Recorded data
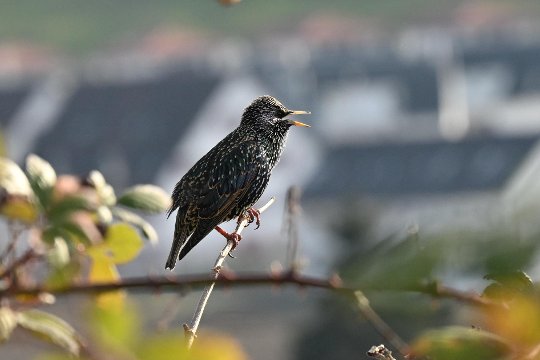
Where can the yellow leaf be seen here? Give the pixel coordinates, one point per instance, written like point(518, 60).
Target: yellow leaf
point(206, 346)
point(115, 328)
point(8, 322)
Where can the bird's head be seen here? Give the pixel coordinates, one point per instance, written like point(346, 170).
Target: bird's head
point(267, 110)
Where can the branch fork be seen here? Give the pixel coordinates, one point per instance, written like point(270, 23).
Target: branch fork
point(190, 330)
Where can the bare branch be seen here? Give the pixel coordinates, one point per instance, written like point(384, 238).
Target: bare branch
point(382, 328)
point(290, 226)
point(190, 330)
point(380, 353)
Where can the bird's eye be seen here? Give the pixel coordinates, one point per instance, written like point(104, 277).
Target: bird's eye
point(282, 113)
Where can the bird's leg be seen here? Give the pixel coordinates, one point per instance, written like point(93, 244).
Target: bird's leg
point(234, 237)
point(251, 214)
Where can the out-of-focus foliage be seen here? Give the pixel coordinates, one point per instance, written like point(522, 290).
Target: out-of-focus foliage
point(458, 343)
point(116, 333)
point(77, 231)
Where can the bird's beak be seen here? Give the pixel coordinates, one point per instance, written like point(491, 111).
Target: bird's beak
point(298, 112)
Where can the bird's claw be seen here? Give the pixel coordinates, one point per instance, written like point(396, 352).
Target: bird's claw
point(254, 215)
point(235, 238)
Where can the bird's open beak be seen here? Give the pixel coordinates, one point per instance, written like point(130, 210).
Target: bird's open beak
point(298, 112)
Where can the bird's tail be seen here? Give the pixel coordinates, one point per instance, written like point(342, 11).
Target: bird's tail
point(181, 233)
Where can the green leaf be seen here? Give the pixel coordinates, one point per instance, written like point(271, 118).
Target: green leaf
point(64, 275)
point(52, 328)
point(507, 285)
point(64, 208)
point(68, 230)
point(103, 270)
point(42, 178)
point(148, 198)
point(58, 254)
point(121, 244)
point(13, 180)
point(458, 343)
point(8, 322)
point(147, 230)
point(117, 327)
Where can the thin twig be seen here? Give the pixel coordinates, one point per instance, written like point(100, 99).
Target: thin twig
point(380, 325)
point(190, 331)
point(380, 353)
point(292, 210)
point(173, 283)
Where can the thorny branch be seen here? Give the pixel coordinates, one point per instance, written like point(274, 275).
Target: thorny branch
point(190, 330)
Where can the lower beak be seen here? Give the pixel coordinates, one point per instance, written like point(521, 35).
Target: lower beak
point(298, 123)
point(298, 112)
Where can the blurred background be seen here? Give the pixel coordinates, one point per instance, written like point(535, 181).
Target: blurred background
point(425, 120)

**THE REQUEST**
Pictures in the records must not appear in the copy; transcribe everything else precisely.

**RESPONSE**
Where can the yellow leaf be seen here? Give the pixel coordinates, one point per instance, written like point(518, 60).
Target: yellow leaf
point(206, 346)
point(115, 328)
point(8, 322)
Where can the bird's head be seen here? Give the pixel coordinates, one point per instance, written like point(346, 170).
Target: bird's head
point(267, 110)
Where can the branch fork be seen here? Give the pixel coordinates, one point per instance, written like point(270, 23).
Target: branch fork
point(190, 330)
Where can the bare branch be seen here? Give the pixel coordinates, one point per instance, written like point(384, 238).
Target: bare branch
point(382, 328)
point(290, 226)
point(190, 330)
point(380, 353)
Where can the bird's eye be seen here? Give the pixel coordinates, one point per instance, written like point(104, 277).
Target: bird's eye
point(282, 113)
Where can the bird's leg be seen here? Give the pixel coordinates, one point per instance, written like point(93, 244).
Target: bird's leg
point(234, 237)
point(251, 214)
Where can the out-of-focus foliage be seen here? Give the pixel coordinates, one point per instance, written like point(522, 290).
Target: out-of-focus foliage
point(458, 343)
point(116, 333)
point(77, 231)
Where can the bird's beak be seen here? Give the pixel coordinates, one point per instance, written like point(491, 111).
Target: bird's beak
point(298, 112)
Where can the bird's claw be seen here? Give the pixel coordinates, one point per instance, written like point(396, 352).
Target: bird's claw
point(254, 215)
point(235, 238)
Where can the bird's open beak be seen here? Give the pixel coordinates, one point per instance, written like point(130, 210).
Target: bird's open beak
point(298, 112)
Where can the bird's tail be seen here? Give the pixel coordinates, one point per instance, written like point(342, 11).
Target: bird's tail
point(181, 233)
Where can the green leaf be seen here? Give the pixel coordinates, one point per instance, written like point(271, 118).
Target: green leaf
point(64, 275)
point(52, 328)
point(507, 285)
point(64, 208)
point(68, 230)
point(103, 270)
point(42, 178)
point(148, 198)
point(58, 254)
point(121, 244)
point(13, 180)
point(458, 343)
point(8, 322)
point(147, 230)
point(117, 327)
Where can the thin twig be seen here? Give the pixel coordinates, one point per instance, written like point(100, 99).
Target: thin twig
point(380, 325)
point(190, 331)
point(380, 353)
point(292, 210)
point(173, 283)
Where can the thorny branch be seen here? Give the pixel coordinates, one point per instance, written like point(274, 275).
Target: thorny branch
point(190, 330)
Where can the lower beak be seen here? Give the pixel coordinates, one point per instance, written like point(521, 35).
Target: lower beak
point(298, 123)
point(298, 112)
Where can the blurred background be seen here? Give the pixel coordinates, one point per instance, written like point(535, 181).
Target: blurred background
point(425, 120)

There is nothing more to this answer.